───── RECORDS TO PROCESS
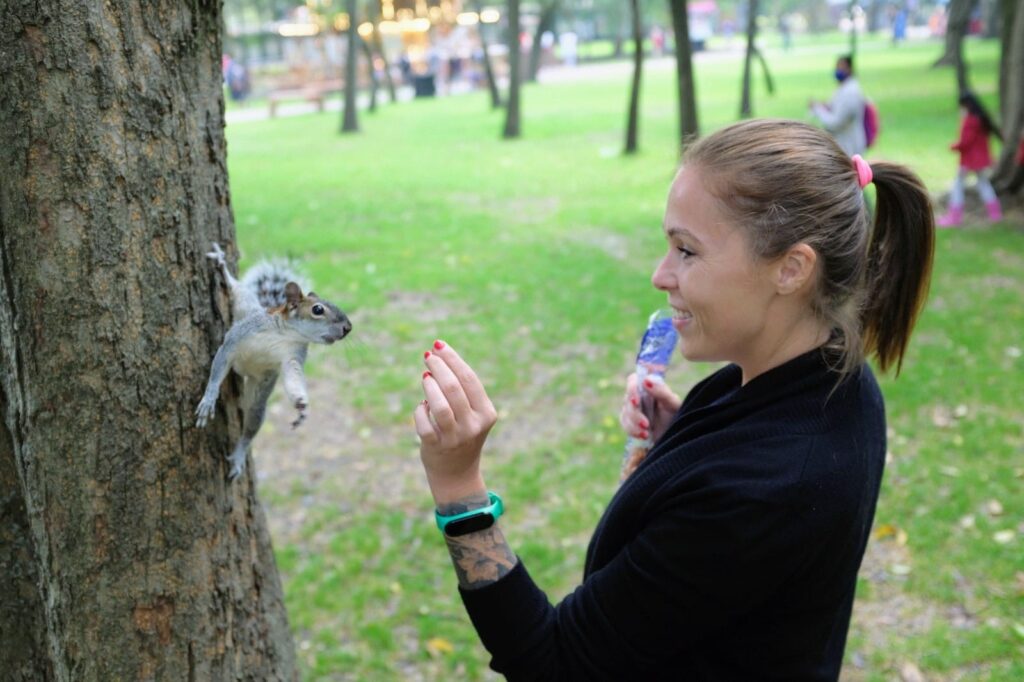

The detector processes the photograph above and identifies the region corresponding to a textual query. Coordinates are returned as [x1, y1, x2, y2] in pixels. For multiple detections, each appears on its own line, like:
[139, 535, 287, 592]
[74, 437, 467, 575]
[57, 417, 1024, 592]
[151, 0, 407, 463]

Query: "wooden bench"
[267, 80, 342, 119]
──────────
### TASK GOAL:
Please write out all the rows above again, requests included, and add 141 to every bounding box coordinate in the answers. Leave out the pictures.

### EXPECTED ANSWER:
The detector processes the photograph above and identifies the region corresponding to a textual query. Coordinates are returned as [x1, y1, x2, y2] in pixels. For multiple detections, each appears on its own line, like:
[139, 535, 287, 592]
[74, 437, 467, 575]
[57, 417, 1024, 592]
[151, 0, 407, 463]

Query: "wooden bench"
[408, 221, 483, 260]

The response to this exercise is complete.